SET TASK: Reproduce every one of the records below word for word, keeping all characters and line breaks unchanged.

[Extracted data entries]
-- Start --
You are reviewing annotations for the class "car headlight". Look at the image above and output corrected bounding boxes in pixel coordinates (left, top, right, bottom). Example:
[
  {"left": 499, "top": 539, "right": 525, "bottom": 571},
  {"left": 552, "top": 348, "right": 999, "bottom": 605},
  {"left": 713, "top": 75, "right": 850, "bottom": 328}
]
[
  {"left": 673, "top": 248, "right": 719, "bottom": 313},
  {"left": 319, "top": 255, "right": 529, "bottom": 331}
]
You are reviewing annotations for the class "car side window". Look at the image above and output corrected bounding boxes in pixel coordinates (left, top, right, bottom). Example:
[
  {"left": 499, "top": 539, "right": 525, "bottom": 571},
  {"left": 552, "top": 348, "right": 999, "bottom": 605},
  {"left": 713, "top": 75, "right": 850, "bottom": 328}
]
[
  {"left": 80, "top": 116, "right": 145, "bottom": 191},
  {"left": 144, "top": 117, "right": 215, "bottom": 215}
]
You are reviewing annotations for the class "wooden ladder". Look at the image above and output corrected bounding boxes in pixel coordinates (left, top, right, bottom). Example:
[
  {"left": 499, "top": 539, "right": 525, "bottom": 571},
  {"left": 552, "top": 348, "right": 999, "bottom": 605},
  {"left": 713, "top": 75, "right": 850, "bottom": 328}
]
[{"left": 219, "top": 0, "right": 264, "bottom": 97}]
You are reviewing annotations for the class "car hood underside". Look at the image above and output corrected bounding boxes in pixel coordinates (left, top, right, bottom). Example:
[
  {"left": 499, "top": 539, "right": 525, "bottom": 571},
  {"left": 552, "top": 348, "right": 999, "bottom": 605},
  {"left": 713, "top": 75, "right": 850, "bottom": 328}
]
-- End --
RESULT FOR THIS EXERCISE:
You are reviewing annotations for the class "car headlight". Look at the image above and output corrected bounding boxes in pixel coordinates (left, top, right, bottom). Example:
[
  {"left": 499, "top": 539, "right": 525, "bottom": 571},
  {"left": 552, "top": 348, "right": 999, "bottom": 605},
  {"left": 713, "top": 75, "right": 850, "bottom": 328}
]
[
  {"left": 673, "top": 248, "right": 719, "bottom": 313},
  {"left": 319, "top": 255, "right": 529, "bottom": 331}
]
You are reviewing annotations for the class "car side window". Look at the image above and output corrected bounding boxes in pixel coordinates (left, top, right, bottom). Example:
[
  {"left": 499, "top": 539, "right": 525, "bottom": 571},
  {"left": 552, "top": 348, "right": 999, "bottom": 605},
  {"left": 713, "top": 75, "right": 850, "bottom": 328}
]
[
  {"left": 80, "top": 116, "right": 145, "bottom": 191},
  {"left": 144, "top": 117, "right": 215, "bottom": 215}
]
You are reviewing annotations for the class "wooden ladder". Look at the image above and output corrected bounding boxes in pixel coordinates (left, top, right, bottom). Example:
[
  {"left": 499, "top": 539, "right": 525, "bottom": 571},
  {"left": 552, "top": 348, "right": 999, "bottom": 605},
  {"left": 713, "top": 75, "right": 850, "bottom": 328}
]
[{"left": 219, "top": 0, "right": 264, "bottom": 97}]
You are reviewing annotations for the class "car hood underside". Look at the image above and output corrected bounding boxes in pixel coordinates (left, top, right, bottom). Example:
[
  {"left": 499, "top": 539, "right": 525, "bottom": 571},
  {"left": 552, "top": 348, "right": 999, "bottom": 605},
  {"left": 713, "top": 75, "right": 850, "bottom": 328}
]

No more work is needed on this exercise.